# [TRY IT]
Write out again, exactly, the lines below starting at the one with "each wooden post" and ending at the one with "locate each dark".

Free-text object descriptions:
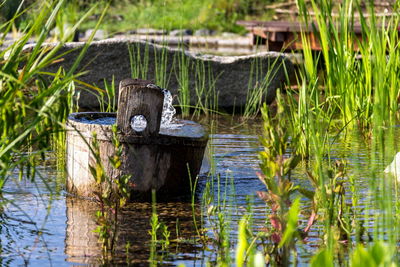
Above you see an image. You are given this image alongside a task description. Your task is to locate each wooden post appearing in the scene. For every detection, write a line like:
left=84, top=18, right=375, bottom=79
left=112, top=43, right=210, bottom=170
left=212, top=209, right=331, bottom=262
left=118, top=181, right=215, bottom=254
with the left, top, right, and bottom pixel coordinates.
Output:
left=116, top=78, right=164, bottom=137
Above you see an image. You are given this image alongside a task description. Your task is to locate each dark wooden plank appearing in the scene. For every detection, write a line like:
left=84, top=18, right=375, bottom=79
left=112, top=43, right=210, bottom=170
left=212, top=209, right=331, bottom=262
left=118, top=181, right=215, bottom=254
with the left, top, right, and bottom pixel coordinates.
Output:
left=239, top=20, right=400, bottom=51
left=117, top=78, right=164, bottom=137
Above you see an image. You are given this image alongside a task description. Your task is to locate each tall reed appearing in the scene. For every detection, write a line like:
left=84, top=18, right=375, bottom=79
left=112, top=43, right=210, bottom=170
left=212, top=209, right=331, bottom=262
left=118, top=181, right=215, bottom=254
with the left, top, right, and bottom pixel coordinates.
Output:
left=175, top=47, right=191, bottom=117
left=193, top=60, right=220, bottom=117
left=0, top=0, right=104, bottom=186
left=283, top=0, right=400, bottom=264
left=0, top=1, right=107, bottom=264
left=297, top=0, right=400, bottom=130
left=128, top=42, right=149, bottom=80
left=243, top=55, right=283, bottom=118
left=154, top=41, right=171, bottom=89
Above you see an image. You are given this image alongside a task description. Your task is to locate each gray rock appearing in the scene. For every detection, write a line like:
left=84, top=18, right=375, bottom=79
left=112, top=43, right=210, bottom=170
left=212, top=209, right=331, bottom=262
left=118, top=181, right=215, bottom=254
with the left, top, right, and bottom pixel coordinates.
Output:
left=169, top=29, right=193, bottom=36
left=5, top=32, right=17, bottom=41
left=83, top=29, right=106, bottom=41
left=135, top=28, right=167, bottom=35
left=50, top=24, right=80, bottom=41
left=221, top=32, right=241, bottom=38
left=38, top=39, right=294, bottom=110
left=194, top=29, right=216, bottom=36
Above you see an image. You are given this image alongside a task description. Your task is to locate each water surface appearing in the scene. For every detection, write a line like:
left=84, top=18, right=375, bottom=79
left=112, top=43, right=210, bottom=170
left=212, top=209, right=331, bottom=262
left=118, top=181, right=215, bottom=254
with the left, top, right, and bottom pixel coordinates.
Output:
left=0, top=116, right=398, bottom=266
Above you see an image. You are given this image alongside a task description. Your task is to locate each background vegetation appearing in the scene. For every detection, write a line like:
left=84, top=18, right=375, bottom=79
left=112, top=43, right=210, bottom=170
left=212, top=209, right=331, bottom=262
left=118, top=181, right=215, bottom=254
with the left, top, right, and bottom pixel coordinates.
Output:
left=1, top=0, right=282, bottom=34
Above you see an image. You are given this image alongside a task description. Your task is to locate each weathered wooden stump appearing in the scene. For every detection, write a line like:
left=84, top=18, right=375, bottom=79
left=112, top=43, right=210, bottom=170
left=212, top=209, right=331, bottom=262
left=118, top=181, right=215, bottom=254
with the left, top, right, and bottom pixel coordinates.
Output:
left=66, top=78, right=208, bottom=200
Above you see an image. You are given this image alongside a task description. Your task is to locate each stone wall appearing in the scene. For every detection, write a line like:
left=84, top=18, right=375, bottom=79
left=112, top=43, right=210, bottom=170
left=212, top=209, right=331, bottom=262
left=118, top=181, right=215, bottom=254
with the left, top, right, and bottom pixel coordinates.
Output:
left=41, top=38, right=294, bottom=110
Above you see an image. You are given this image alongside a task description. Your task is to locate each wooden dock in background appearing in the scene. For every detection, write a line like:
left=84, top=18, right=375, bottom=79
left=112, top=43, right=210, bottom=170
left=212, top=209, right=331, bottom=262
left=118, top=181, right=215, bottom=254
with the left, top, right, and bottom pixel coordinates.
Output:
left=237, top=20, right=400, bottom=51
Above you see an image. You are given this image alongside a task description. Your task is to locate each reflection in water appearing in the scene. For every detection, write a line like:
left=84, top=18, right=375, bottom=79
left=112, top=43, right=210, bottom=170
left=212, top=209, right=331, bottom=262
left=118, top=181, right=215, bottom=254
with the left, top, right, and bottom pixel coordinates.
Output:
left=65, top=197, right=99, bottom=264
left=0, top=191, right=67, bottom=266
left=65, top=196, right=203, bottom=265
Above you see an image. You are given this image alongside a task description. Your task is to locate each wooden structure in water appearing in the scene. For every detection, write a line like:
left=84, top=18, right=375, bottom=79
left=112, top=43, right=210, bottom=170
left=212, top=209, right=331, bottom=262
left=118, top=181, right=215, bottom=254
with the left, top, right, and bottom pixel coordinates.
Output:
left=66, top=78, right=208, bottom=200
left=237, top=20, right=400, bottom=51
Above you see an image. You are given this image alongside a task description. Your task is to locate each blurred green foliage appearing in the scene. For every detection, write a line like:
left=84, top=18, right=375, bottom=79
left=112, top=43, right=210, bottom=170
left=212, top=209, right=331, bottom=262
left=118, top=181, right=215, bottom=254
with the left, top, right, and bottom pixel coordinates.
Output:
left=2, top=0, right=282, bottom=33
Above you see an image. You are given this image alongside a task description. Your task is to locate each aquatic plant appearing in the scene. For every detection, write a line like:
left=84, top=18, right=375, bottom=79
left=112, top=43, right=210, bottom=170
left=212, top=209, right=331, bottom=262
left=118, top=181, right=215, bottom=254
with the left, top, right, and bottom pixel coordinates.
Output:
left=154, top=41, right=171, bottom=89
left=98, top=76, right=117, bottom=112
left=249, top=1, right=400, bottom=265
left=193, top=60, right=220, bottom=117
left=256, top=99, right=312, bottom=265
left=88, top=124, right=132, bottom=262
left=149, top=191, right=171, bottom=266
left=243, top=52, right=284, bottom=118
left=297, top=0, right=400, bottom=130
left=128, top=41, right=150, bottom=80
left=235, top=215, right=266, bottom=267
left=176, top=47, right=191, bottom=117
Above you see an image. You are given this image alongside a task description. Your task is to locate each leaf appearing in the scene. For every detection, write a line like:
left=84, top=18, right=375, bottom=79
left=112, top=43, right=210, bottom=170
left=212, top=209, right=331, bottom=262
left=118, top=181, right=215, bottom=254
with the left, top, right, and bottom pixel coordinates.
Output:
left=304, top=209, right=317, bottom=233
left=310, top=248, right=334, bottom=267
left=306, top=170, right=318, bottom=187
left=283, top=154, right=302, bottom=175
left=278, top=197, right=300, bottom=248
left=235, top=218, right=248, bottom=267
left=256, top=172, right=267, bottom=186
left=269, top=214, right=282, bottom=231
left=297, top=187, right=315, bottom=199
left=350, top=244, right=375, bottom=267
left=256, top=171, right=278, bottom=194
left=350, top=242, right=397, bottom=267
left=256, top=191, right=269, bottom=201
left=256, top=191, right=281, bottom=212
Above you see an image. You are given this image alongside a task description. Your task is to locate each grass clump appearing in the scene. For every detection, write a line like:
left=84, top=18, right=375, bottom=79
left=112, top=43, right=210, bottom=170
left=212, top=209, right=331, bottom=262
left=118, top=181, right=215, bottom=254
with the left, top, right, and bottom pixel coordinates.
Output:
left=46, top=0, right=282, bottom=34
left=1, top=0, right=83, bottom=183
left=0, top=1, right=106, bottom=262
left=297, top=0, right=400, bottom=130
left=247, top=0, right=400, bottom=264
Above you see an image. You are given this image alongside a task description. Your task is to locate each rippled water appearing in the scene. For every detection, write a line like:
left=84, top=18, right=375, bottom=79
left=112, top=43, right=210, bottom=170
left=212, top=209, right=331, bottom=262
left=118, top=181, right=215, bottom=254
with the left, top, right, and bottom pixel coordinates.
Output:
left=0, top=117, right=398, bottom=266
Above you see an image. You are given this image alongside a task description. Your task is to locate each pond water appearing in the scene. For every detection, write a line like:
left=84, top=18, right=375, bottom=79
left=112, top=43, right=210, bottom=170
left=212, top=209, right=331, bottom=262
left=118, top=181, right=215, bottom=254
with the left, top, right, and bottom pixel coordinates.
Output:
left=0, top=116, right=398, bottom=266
==
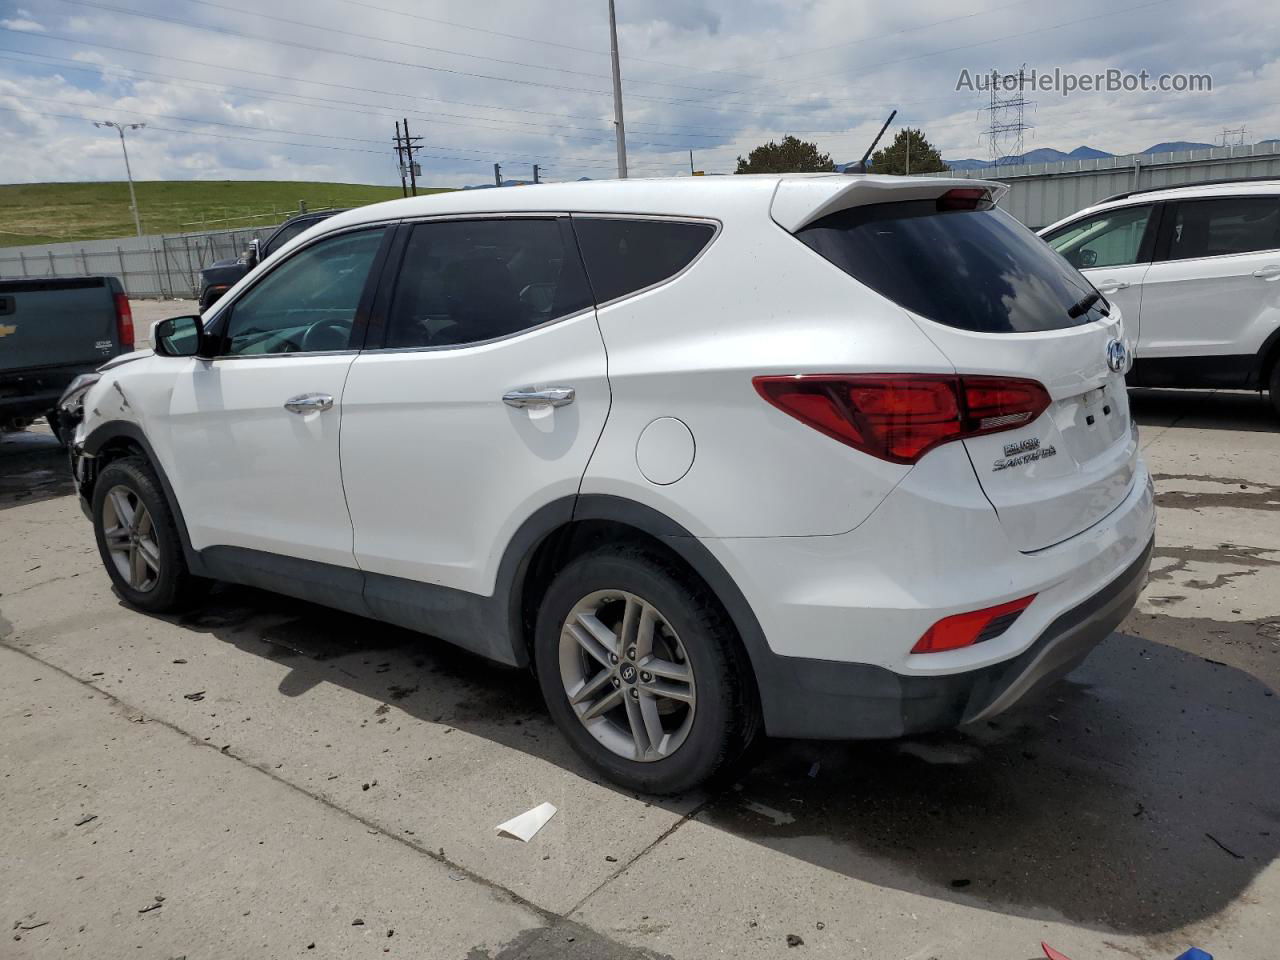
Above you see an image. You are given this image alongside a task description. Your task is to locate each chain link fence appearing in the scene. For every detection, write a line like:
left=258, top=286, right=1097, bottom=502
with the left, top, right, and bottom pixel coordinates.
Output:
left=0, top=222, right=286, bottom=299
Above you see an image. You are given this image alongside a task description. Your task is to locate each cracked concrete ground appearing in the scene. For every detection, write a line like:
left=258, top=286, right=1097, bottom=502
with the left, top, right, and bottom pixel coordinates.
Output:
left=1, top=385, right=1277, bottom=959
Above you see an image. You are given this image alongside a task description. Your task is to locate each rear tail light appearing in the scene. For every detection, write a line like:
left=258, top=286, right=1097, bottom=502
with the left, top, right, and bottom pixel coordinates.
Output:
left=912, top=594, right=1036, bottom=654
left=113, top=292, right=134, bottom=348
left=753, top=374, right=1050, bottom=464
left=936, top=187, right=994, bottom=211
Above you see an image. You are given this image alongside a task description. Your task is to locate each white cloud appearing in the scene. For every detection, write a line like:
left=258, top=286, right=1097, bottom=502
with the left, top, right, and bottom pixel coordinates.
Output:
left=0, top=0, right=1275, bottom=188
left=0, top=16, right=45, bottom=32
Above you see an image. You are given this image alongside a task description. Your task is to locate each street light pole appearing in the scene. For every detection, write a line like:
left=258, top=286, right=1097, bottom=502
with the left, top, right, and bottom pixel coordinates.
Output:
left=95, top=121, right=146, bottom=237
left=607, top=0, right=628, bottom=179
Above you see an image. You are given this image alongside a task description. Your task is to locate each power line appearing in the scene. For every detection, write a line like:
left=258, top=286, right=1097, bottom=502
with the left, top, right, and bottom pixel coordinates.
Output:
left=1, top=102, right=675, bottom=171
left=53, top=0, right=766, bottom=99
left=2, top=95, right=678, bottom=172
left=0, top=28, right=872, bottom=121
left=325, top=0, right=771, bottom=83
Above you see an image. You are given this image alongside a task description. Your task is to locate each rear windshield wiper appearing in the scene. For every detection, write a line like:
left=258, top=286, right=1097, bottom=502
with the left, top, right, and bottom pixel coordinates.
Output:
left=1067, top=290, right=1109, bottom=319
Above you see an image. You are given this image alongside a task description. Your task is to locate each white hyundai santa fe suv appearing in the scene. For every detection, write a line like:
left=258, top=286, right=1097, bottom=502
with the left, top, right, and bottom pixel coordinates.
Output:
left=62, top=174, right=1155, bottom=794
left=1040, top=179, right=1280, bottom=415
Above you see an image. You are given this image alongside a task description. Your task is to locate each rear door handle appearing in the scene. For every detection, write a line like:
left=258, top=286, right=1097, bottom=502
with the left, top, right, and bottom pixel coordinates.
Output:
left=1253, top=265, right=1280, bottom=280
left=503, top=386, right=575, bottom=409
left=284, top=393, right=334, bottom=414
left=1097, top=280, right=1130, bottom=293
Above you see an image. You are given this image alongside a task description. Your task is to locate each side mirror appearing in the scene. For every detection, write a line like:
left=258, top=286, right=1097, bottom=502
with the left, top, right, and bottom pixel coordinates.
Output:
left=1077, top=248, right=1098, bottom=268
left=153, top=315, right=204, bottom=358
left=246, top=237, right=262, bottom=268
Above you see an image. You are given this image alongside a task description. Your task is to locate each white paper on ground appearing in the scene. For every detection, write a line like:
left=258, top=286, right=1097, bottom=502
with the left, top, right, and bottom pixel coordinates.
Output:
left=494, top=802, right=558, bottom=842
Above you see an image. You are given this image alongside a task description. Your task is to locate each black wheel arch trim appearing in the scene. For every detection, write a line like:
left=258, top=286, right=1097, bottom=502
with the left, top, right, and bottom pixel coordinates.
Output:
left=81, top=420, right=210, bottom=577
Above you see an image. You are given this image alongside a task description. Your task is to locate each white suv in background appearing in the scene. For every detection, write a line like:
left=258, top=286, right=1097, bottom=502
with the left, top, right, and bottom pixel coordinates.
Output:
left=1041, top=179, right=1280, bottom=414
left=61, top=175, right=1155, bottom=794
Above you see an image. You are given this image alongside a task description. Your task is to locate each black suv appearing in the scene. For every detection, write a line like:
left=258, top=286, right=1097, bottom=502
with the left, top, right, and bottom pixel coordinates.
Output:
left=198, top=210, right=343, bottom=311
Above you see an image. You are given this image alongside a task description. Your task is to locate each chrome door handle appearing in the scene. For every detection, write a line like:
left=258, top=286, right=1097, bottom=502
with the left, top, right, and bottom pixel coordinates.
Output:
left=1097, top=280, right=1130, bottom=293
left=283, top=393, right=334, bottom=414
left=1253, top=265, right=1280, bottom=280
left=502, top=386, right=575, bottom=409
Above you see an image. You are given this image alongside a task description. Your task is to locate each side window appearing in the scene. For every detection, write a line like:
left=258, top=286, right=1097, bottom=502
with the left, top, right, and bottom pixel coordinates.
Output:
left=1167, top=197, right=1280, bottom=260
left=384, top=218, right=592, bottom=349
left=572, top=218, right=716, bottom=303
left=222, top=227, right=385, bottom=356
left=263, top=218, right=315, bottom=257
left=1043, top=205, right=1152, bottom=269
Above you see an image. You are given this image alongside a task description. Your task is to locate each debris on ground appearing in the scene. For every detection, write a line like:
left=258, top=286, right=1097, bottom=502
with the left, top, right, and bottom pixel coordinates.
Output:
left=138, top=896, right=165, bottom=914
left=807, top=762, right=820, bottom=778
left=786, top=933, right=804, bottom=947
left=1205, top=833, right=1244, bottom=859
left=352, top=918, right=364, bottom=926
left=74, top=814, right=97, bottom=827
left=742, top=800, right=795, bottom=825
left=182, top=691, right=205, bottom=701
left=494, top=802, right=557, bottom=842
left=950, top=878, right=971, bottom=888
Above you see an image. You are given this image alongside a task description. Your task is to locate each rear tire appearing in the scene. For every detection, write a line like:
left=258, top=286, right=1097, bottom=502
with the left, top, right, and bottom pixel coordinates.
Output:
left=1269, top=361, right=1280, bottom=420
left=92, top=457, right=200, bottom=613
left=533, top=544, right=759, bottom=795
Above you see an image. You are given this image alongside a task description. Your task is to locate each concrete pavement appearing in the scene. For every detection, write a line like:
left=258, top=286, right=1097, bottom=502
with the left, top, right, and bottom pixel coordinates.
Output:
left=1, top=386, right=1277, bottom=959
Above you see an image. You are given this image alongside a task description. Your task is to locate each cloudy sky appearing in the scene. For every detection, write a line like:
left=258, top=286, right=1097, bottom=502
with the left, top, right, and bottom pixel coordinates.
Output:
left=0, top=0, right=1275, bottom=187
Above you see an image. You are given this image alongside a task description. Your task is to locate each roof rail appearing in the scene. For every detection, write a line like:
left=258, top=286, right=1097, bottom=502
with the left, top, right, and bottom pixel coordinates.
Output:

# [TASK ANSWER]
Above you see an image. You are given this image alongside a task description. Your task is to locate each wooden post appearing in the scene. For every detection, write a line like:
left=84, top=18, right=375, bottom=79
left=112, top=43, right=210, bottom=170
left=212, top=209, right=331, bottom=262
left=118, top=181, right=215, bottom=254
with the left, top, right, and bottom pixel coordinates.
Output:
left=116, top=78, right=164, bottom=137
Above you see an image. You are given this image alongside a task description. Your task is to locate each dark wooden plank appearing in the scene. For every detection, write a line like:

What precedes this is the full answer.